▶ [REQUIRED WORK]
Lay out these lines as a Markdown table with the columns "Number" and "Record line", skipping blank lines and leaving out the pictures.

▶ [Saved data entries]

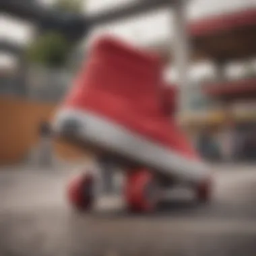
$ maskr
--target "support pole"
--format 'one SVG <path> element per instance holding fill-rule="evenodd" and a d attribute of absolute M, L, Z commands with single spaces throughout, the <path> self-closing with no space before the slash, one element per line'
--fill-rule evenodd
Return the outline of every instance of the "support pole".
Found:
<path fill-rule="evenodd" d="M 174 49 L 172 53 L 177 71 L 178 85 L 179 87 L 179 97 L 178 100 L 179 114 L 183 114 L 188 109 L 189 99 L 189 44 L 187 32 L 186 1 L 180 0 L 174 5 L 173 26 L 174 26 Z"/>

▶ [SOLUTION TO THIS TASK]
| Number | Record line |
|---|---|
| 1 | $ maskr |
| 2 | --target "support pole" |
| 3 | --format 'one SVG <path> element per instance holding fill-rule="evenodd" and a d attribute of absolute M, L, Z commands with single spaces throughout, the <path> self-closing with no space before the slash, one element per line' |
| 4 | --fill-rule evenodd |
| 5 | Return the outline of every instance of the "support pole". |
| 6 | Found: |
| 7 | <path fill-rule="evenodd" d="M 174 49 L 172 53 L 177 71 L 178 85 L 179 87 L 179 97 L 178 100 L 179 114 L 183 114 L 188 109 L 189 99 L 189 44 L 187 32 L 186 1 L 180 0 L 174 5 L 173 26 L 174 26 Z"/> |